*Work order:* No pictures belong in the copy, but every line of the material below must be reproduced exactly.
[Source data]
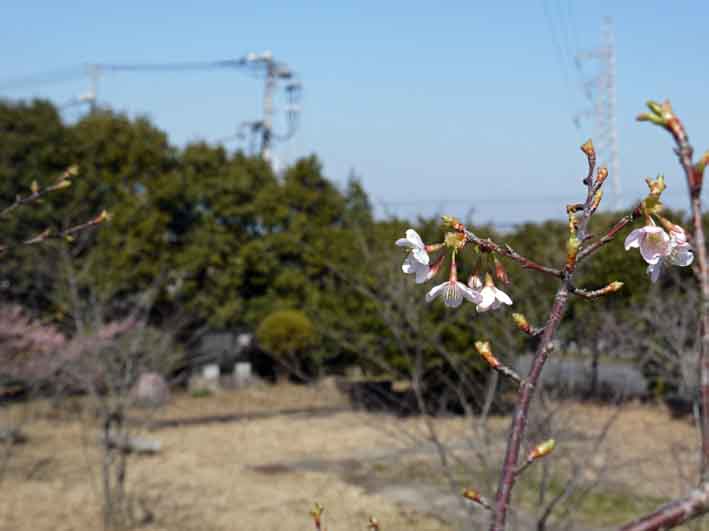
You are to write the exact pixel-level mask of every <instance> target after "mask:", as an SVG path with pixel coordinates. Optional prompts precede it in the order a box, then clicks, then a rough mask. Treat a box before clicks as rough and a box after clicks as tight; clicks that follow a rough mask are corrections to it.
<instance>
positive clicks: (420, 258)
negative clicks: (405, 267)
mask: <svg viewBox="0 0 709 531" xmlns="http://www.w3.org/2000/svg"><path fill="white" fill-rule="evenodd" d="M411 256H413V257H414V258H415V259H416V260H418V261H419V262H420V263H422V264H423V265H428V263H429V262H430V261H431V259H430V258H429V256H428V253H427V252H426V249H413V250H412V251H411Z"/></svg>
[/Source data]
*Output of the task:*
You are to write the exact pixel-level mask of every <instance> target after "mask:", as an SVG path with pixel coordinates. Optional prompts precede it in the order a box, then clicks, then a rough mask. Treat a box before clicks as rough and a box after clicks as tight; clicks that follow a rough mask are corrections to it.
<instance>
positive clicks: (420, 258)
negative clicks: (405, 267)
mask: <svg viewBox="0 0 709 531" xmlns="http://www.w3.org/2000/svg"><path fill="white" fill-rule="evenodd" d="M411 256H413V257H414V258H415V259H416V260H418V261H419V262H420V263H422V264H423V265H428V263H429V262H430V261H431V259H430V258H429V256H428V253H427V252H426V249H413V250H412V251H411Z"/></svg>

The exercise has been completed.